Source document:
● ● ● ● ● ● ●
- Born: April 28, 1957 (age 69) Placetas, Cuba
- Movement: Experimental film
- Website: solislandmediaworks.com

= Dinorah de Jesús Rodriguez =

American film director

Dinorah de Jesús Rodríguez (born April 28, 1957) is an experimental film artist based between Miami, Florida, and La Habana, Cuba.

== Background ==

Rodríguez was born on April 28, 1957, in Placetas, Cuba, just prior to the Cuban Revolution. She emigrated with her family to the United States by way of Spain in 1963 at the age of six and grew up in an immigrant, working-class family in the United States. Rodriguez became interested in 16mm film making while studying journalism at Boston University from 1975 to 1978. From the beginning of her filmmaking career, she was drawn to experimental genres, inspired in the hand-crafted work of Len Lye, Stan Brakhage and Norman McLaren.

In 1978 Rodríguez moved to California and studied with the iconic lesbian-feminist experimental filmmaker Barbara Hammer who was teaching a workshop at the Los Angeles Woman's Building at the time. Rodríguez also studied with Warren Sonbert another experimental filmmaker, who was teaching at the San Francisco Art Institute and invited her to audit his class. Following 10 years of independent study, Rodríguez earned a B.A. in Film Production from San Francisco State University School of Creative Arts in 1988, studying under the guidance of such visionary experimentalists as Trinh T. Minh-ha and Marlon Riggs. Rodríguez's practice of manually altering 16mm film includes scratching into the emulsion to enhance or dialogue with the image already printed on the film. The artist also hand-colors and paints on film using inks and dyes.

Her use of appropriated materials turns up in her remakes of commercials and other moving image collage pieces. She is frequently recycles old celluloid footage into new works and experiments with damaged cameras and equipment, expired film stocks and found footage.

Among her earliest influences, and one that she attributes with having inspired the spiritual and aesthetic direction of her work, is Maya Deren an experimental filmmaker who worked in the United States during the 1940s and 50s. Another artist that Rodríguez claims as an inspiration is the "father of video art" Nam June Paik. Rodriguez's more contemporary influences include Isaac Julien, Pipilotti Rist, Lorna Simpson and Bill Viola.
● ● ● ● ● ● ●
Listed entries:
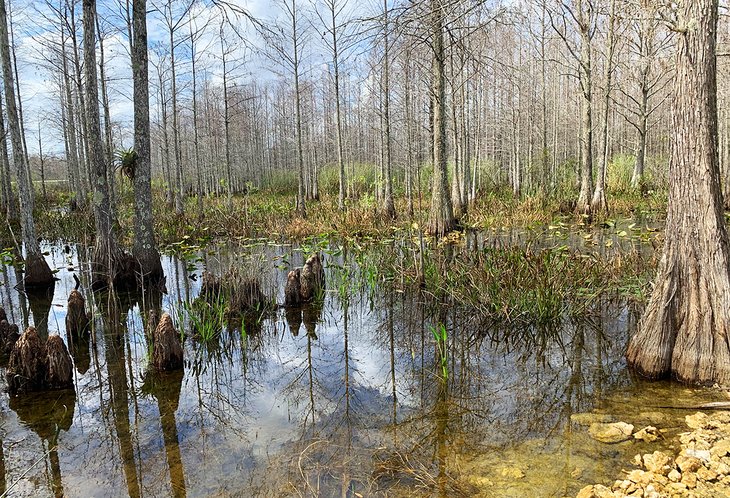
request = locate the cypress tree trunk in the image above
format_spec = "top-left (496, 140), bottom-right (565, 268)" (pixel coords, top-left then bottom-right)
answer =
top-left (427, 0), bottom-right (456, 236)
top-left (0, 89), bottom-right (18, 220)
top-left (0, 0), bottom-right (54, 288)
top-left (383, 0), bottom-right (395, 220)
top-left (83, 0), bottom-right (120, 288)
top-left (591, 0), bottom-right (616, 213)
top-left (132, 0), bottom-right (164, 282)
top-left (576, 2), bottom-right (593, 215)
top-left (627, 0), bottom-right (730, 383)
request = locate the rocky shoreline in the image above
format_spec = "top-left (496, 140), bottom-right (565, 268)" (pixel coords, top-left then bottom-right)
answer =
top-left (577, 411), bottom-right (730, 498)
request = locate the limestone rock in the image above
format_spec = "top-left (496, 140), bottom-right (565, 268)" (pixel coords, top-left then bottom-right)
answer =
top-left (675, 455), bottom-right (702, 474)
top-left (570, 413), bottom-right (613, 426)
top-left (684, 412), bottom-right (709, 429)
top-left (588, 422), bottom-right (634, 444)
top-left (634, 425), bottom-right (661, 443)
top-left (667, 469), bottom-right (682, 482)
top-left (576, 484), bottom-right (621, 498)
top-left (500, 467), bottom-right (525, 479)
top-left (710, 439), bottom-right (730, 458)
top-left (643, 451), bottom-right (674, 476)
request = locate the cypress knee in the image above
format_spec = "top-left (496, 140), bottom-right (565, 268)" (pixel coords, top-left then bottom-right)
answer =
top-left (152, 313), bottom-right (183, 372)
top-left (46, 335), bottom-right (73, 389)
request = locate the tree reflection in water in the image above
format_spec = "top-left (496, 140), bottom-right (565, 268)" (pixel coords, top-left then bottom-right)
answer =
top-left (0, 238), bottom-right (712, 496)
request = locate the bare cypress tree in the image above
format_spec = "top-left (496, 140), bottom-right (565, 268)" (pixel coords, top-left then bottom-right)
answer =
top-left (0, 88), bottom-right (18, 220)
top-left (591, 0), bottom-right (616, 213)
top-left (427, 0), bottom-right (456, 236)
top-left (316, 0), bottom-right (347, 211)
top-left (132, 0), bottom-right (164, 282)
top-left (82, 0), bottom-right (121, 288)
top-left (383, 0), bottom-right (396, 219)
top-left (627, 0), bottom-right (730, 383)
top-left (0, 0), bottom-right (53, 288)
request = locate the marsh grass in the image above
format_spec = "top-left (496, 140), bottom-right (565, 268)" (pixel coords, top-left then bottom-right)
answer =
top-left (342, 240), bottom-right (655, 327)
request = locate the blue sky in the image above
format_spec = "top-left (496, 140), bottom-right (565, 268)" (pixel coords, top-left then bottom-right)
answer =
top-left (12, 0), bottom-right (382, 155)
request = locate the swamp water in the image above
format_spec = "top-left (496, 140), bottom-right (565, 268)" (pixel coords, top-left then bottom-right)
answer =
top-left (0, 231), bottom-right (722, 497)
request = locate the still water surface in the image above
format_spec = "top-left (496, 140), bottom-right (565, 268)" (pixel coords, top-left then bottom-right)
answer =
top-left (0, 237), bottom-right (720, 497)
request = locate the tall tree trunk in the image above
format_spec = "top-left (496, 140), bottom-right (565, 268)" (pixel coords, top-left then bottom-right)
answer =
top-left (38, 120), bottom-right (48, 202)
top-left (330, 1), bottom-right (347, 211)
top-left (60, 9), bottom-right (86, 209)
top-left (132, 0), bottom-right (163, 282)
top-left (169, 17), bottom-right (182, 215)
top-left (291, 0), bottom-right (307, 218)
top-left (428, 0), bottom-right (456, 236)
top-left (96, 17), bottom-right (116, 212)
top-left (0, 89), bottom-right (18, 220)
top-left (627, 0), bottom-right (730, 384)
top-left (191, 20), bottom-right (203, 221)
top-left (591, 0), bottom-right (616, 213)
top-left (220, 25), bottom-right (233, 211)
top-left (83, 0), bottom-right (119, 288)
top-left (403, 49), bottom-right (414, 217)
top-left (0, 0), bottom-right (53, 288)
top-left (383, 0), bottom-right (395, 220)
top-left (449, 46), bottom-right (463, 219)
top-left (576, 1), bottom-right (593, 215)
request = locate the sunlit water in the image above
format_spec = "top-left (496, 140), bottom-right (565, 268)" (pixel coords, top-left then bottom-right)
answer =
top-left (0, 231), bottom-right (721, 497)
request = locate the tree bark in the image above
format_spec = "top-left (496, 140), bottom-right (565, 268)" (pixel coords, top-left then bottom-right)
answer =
top-left (627, 0), bottom-right (730, 384)
top-left (0, 0), bottom-right (54, 288)
top-left (591, 0), bottom-right (616, 213)
top-left (383, 0), bottom-right (395, 220)
top-left (576, 0), bottom-right (593, 215)
top-left (427, 0), bottom-right (456, 236)
top-left (132, 0), bottom-right (163, 282)
top-left (0, 88), bottom-right (18, 220)
top-left (83, 0), bottom-right (119, 288)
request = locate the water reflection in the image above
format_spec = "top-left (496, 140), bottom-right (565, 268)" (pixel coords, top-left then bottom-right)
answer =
top-left (8, 389), bottom-right (76, 497)
top-left (0, 235), bottom-right (712, 497)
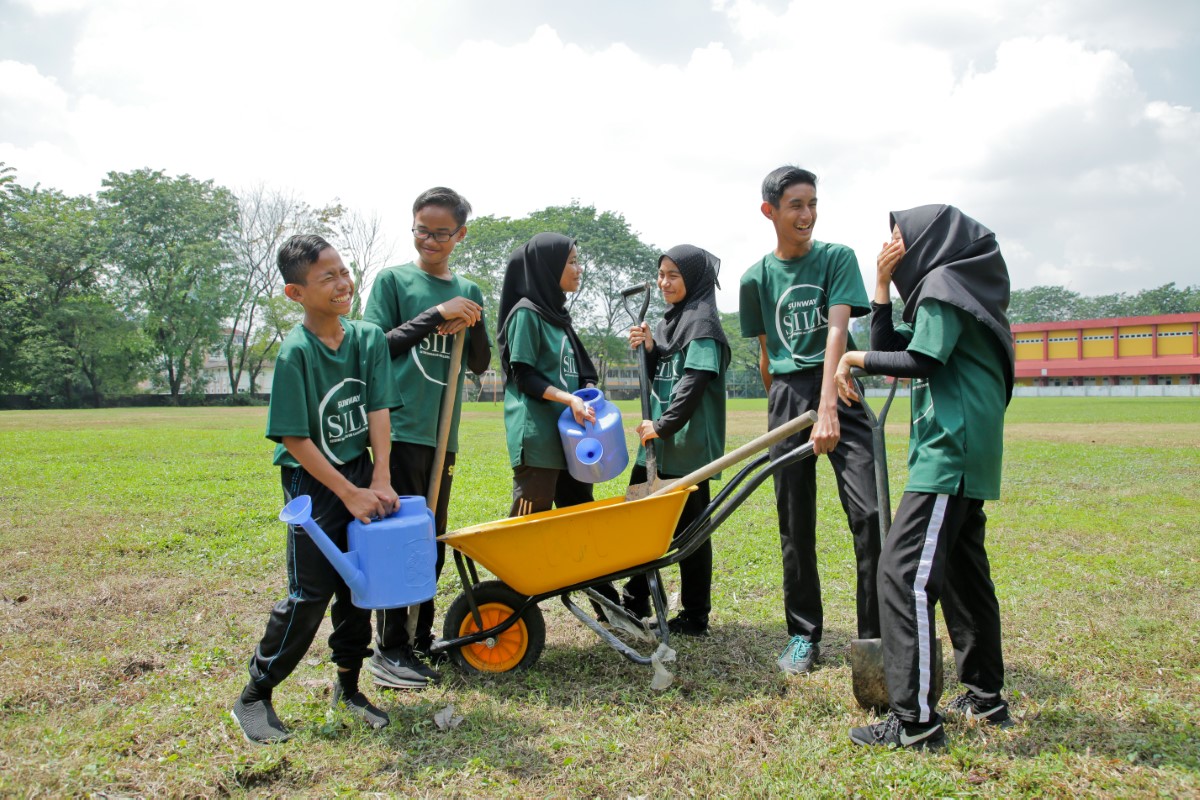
● ● ● ● ● ● ●
To be done:
1. In the filmmaker biography, reproduce word for word the passage from "Among her earliest" up to and including "and Bill Viola.".
2. According to the filmmaker biography above the lines, who was teaching the workshop at the Los Angeles Woman's Building when Rodríguez studied there in 1978?

Complete answers:
1.
Among her earliest influences, and one that she attributes with having inspired the spiritual and aesthetic direction of her work, is Maya Deren an experimental filmmaker who worked in the United States during the 1940s and 50s. Another artist that Rodríguez claims as an inspiration is the "father of video art" Nam June Paik. Rodriguez's more contemporary influences include Isaac Julien, Pipilotti Rist, Lorna Simpson and Bill Viola.

2. Barbara Hammer